### THE INPUT:

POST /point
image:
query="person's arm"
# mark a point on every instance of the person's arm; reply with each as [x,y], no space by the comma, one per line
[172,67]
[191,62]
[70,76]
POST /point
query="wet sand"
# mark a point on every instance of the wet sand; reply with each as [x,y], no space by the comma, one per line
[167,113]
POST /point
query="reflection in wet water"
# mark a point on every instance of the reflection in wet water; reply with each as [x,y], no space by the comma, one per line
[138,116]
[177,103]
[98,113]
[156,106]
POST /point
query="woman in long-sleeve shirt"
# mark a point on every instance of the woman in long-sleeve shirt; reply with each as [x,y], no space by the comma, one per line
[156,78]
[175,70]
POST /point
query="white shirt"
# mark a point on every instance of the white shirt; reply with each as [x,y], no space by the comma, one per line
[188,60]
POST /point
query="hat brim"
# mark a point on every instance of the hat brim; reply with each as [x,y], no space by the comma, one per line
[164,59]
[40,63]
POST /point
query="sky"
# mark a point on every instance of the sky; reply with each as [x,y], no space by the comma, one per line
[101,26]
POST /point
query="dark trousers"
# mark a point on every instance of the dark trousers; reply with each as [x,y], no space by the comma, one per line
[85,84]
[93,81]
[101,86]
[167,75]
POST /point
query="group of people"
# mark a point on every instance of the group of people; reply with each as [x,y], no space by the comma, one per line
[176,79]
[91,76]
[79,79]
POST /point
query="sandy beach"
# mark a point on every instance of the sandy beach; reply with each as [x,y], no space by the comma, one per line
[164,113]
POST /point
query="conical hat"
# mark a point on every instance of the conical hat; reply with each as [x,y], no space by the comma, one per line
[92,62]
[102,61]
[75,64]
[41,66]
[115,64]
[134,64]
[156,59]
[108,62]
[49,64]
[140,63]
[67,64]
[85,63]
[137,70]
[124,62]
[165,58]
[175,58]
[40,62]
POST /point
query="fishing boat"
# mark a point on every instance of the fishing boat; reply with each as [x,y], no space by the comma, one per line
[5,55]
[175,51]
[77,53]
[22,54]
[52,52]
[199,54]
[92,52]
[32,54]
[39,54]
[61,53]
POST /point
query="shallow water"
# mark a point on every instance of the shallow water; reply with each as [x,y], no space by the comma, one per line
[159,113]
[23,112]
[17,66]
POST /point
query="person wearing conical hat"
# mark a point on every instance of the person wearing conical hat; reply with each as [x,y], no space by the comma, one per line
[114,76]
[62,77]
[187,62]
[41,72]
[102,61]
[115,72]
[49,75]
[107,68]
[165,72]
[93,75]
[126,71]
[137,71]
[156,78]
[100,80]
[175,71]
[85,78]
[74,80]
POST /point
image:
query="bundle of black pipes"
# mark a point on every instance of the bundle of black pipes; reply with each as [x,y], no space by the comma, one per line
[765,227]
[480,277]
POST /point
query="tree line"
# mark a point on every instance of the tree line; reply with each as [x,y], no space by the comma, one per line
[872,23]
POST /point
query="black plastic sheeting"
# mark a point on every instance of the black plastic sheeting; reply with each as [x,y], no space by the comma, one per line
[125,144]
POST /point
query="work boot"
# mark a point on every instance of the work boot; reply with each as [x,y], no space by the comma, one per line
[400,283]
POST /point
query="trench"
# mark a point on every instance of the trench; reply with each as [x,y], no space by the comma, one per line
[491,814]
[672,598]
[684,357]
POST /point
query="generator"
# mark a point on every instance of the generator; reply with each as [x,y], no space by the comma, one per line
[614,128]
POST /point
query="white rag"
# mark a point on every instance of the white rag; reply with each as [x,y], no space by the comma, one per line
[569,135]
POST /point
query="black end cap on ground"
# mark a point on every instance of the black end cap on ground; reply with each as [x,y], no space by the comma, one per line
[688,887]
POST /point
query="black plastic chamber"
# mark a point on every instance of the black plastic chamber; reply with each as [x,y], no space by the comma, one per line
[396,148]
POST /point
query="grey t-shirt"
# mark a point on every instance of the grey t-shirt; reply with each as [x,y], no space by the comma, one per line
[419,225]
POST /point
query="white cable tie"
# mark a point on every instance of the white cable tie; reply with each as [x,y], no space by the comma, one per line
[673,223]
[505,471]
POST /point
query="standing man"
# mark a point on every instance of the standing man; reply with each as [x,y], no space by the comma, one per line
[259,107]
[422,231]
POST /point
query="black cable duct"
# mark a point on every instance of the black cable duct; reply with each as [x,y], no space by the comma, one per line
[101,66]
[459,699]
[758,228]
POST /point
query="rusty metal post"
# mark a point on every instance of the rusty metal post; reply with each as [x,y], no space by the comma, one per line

### PROBLEM TO WORK ON:
Where the word "rusty" shows up in a line of the listing, return that line.

### THE ANSWER:
query="rusty metal post"
# mark a point on every instance of the rusty metal post; reply with each as [x,y], no space by the comma, one per line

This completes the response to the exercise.